Entries from a pointing dataset:
- - -
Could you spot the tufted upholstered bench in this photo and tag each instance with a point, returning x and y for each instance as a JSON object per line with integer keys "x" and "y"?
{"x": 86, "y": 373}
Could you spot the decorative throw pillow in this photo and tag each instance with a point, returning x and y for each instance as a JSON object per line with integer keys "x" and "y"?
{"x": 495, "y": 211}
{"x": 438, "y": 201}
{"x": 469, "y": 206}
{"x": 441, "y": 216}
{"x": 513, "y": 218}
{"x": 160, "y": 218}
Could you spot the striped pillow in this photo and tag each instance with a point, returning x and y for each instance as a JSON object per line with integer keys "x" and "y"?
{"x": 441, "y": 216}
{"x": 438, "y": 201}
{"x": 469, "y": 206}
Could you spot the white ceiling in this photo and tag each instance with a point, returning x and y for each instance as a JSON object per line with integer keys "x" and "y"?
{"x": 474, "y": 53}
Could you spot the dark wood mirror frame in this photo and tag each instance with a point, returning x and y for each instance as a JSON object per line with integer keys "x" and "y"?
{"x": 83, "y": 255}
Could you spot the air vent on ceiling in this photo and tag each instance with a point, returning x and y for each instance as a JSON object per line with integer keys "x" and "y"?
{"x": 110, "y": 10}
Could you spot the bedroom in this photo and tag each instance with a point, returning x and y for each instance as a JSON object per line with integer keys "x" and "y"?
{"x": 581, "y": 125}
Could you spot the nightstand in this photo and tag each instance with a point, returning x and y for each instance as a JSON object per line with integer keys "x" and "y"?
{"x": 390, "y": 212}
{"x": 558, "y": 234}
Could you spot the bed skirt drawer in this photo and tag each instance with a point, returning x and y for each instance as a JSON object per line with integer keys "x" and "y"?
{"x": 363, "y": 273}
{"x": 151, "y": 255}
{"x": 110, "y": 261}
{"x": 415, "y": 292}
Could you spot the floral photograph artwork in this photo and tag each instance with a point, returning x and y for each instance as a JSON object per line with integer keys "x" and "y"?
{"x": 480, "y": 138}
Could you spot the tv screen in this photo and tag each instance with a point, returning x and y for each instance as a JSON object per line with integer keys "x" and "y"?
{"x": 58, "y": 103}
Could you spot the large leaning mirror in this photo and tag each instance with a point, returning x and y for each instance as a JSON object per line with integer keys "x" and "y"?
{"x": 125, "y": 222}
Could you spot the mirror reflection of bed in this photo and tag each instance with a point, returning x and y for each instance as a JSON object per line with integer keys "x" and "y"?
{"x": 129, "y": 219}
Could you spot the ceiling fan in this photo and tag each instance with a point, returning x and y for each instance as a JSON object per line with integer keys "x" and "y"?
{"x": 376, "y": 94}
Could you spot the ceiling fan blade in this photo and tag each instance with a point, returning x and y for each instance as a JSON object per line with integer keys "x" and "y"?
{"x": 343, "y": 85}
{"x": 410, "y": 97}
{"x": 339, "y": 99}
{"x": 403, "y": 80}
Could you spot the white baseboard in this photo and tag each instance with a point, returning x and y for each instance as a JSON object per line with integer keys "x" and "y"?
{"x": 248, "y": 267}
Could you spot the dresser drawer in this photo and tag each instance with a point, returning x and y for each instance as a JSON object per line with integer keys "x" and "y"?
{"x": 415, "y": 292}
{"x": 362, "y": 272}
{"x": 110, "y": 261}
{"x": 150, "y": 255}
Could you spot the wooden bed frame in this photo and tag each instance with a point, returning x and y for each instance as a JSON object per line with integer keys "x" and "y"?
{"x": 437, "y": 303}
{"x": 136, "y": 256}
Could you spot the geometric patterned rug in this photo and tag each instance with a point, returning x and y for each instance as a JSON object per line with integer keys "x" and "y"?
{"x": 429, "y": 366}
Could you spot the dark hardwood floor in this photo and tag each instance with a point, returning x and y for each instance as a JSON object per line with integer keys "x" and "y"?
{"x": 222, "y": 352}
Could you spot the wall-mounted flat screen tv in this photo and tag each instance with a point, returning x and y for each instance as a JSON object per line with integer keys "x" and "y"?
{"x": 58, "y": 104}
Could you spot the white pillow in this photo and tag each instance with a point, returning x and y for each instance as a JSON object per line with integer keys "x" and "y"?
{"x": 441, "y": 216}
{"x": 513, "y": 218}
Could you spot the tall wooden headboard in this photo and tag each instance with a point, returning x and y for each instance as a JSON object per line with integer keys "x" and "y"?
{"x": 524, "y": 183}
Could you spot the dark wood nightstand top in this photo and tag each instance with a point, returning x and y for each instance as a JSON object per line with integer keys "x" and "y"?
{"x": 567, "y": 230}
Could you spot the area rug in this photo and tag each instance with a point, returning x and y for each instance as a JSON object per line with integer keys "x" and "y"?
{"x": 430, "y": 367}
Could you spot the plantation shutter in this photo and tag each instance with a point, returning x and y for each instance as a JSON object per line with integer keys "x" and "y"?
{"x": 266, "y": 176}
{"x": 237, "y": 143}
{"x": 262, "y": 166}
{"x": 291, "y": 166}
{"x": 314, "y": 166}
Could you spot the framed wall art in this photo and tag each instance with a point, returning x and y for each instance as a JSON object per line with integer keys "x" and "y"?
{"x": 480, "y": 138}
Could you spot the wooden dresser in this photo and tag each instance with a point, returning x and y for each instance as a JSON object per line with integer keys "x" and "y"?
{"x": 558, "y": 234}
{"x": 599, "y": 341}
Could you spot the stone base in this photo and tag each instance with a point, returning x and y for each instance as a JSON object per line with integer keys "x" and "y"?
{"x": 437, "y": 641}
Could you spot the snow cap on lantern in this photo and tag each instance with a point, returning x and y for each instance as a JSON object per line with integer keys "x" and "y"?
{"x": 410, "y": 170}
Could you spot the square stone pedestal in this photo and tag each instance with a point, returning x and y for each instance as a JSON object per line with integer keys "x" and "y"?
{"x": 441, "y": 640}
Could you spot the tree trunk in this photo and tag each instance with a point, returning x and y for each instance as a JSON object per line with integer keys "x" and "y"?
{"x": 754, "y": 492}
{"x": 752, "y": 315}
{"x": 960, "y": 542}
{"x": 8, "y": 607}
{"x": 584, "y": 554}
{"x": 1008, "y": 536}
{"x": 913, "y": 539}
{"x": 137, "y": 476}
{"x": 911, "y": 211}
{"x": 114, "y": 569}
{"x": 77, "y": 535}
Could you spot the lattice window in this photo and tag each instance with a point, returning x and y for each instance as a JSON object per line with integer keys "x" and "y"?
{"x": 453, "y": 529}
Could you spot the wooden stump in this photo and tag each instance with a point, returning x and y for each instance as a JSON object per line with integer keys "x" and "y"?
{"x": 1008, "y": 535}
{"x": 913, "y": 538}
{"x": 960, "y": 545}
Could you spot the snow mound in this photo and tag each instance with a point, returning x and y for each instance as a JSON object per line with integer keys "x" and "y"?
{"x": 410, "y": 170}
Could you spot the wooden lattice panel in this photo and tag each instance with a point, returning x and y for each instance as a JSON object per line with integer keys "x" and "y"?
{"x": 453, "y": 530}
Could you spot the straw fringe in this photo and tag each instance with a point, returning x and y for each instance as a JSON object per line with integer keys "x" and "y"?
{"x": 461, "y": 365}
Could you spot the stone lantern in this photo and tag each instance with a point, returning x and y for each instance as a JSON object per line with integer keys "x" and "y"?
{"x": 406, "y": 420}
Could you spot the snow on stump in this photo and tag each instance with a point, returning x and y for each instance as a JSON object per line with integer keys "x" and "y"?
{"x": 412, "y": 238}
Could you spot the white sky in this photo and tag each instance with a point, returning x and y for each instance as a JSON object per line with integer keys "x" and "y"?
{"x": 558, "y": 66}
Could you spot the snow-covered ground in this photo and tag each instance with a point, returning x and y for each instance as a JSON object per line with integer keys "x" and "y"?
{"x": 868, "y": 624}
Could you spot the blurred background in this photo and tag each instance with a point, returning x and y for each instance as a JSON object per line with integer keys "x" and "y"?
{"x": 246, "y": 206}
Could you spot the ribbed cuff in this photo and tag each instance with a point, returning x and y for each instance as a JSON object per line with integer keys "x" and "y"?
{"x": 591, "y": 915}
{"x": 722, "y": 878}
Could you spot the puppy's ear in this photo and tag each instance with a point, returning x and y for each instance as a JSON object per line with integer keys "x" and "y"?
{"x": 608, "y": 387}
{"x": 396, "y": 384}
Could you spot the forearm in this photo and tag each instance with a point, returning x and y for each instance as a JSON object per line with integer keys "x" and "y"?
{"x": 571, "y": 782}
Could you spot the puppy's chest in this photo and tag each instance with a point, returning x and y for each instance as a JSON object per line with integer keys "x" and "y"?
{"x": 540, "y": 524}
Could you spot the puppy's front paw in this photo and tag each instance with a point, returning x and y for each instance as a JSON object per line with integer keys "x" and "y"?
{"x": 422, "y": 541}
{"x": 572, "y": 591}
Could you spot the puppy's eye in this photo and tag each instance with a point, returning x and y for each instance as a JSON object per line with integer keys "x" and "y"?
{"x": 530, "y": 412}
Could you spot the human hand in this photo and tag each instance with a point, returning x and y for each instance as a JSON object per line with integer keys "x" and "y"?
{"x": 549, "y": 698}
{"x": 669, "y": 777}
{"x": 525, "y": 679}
- - -
WHAT TO DO:
Copy out the part of the records that starts with the line containing "Could you spot the ribbed" and runs through the end of the records, keeping every request line unchanged. In each answer line, multiply the x and y coordinates by 1.9 and round to whole numbers, with halves rounded up.

ANSWER TO THE TASK:
Could you spot the ribbed cuff in this photo and tag each instance with a point, returning x and y for each instance as a JSON object per line with integer keys "x" and "y"?
{"x": 1123, "y": 1739}
{"x": 1372, "y": 1668}
Could you spot the puppy's ear in this photo and tag each instance with a point, returning x and y for each instance as a JSON object per line with integer keys "x" and "y"?
{"x": 1155, "y": 735}
{"x": 752, "y": 730}
Could you spot the forearm in this photo and tag each instance with a point, returning x and y for each instance as a JSON object per line with integer keys "x" and "y"?
{"x": 1085, "y": 1486}
Could you spot the puppy's chest in this photo and tag each instance with a point, returning x and y for each instance as a JSON object per line with integer keys "x" and "y"?
{"x": 1026, "y": 996}
Could you spot the puppy's front paw in this photo and tag each instance with a point, returning x and y for each instance as a JSON object per line with integer keys "x" and "y"?
{"x": 802, "y": 1028}
{"x": 1087, "y": 1123}
Could you spot the puppy's eye in this photo and tag each instance with a point, returning x and y for each instance as a JSON object per line with integer keys "x" and "y"?
{"x": 1007, "y": 783}
Could you spot the human hand in this photo and tag each instance with a point, returning x and y for each instance as a JSON object per line with integer keys "x" and "y"?
{"x": 1043, "y": 1326}
{"x": 1271, "y": 1476}
{"x": 998, "y": 1290}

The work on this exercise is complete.